[BEGIN]
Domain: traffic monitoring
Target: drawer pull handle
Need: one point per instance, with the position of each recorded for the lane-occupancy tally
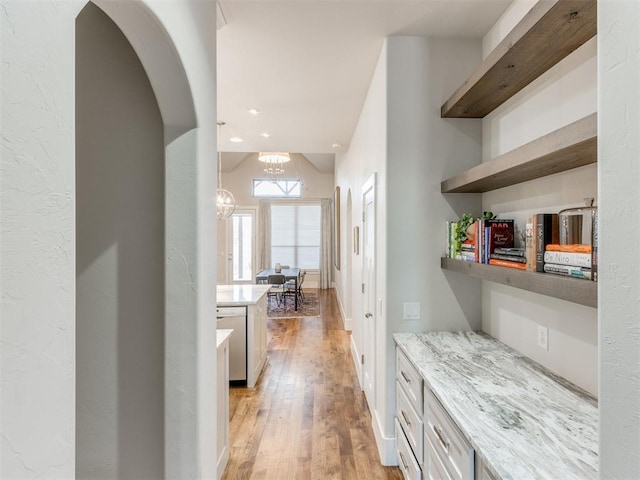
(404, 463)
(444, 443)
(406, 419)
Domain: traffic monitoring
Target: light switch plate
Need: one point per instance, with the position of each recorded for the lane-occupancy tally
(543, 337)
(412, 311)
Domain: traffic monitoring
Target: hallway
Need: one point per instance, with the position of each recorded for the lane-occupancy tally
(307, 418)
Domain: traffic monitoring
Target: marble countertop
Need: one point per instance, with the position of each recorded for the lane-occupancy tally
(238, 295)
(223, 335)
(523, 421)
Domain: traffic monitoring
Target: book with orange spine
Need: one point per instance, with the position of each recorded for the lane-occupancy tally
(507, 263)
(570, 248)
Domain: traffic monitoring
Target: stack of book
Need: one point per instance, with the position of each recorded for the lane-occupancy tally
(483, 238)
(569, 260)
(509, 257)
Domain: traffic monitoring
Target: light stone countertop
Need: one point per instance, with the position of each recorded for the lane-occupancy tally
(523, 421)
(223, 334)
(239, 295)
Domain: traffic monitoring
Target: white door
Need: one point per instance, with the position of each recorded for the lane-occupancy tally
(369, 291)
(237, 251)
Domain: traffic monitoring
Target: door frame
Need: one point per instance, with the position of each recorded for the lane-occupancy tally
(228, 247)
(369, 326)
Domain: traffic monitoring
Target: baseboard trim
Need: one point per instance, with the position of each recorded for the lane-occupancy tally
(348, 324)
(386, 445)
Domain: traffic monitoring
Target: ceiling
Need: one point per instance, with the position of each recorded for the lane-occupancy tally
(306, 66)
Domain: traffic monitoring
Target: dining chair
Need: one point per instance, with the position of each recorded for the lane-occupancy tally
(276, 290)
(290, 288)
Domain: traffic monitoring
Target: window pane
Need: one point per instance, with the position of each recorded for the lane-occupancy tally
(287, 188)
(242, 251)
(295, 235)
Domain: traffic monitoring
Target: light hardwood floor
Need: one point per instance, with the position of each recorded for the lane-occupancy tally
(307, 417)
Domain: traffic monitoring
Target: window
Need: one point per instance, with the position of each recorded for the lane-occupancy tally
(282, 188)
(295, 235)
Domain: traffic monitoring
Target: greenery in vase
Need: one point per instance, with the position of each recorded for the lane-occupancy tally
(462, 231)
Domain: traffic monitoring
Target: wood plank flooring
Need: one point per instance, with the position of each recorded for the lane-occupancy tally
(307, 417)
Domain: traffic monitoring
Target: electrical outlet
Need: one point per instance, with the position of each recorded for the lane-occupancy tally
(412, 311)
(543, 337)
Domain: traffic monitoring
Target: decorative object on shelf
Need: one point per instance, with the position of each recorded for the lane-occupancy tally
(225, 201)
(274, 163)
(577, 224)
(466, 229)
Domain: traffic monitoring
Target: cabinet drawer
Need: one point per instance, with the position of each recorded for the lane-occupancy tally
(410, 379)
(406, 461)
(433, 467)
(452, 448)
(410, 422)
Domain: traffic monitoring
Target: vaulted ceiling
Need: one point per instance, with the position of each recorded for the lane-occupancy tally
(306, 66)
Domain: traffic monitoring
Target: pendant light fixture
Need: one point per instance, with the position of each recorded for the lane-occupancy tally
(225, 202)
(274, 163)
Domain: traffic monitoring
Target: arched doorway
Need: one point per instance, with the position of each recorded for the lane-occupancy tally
[END]
__STATED GOAL__
Count how many lines in the records above contain the string "ceiling", treating uppercase and lowercase letters as different, and reply with only that number.

__THE ANSWER__
2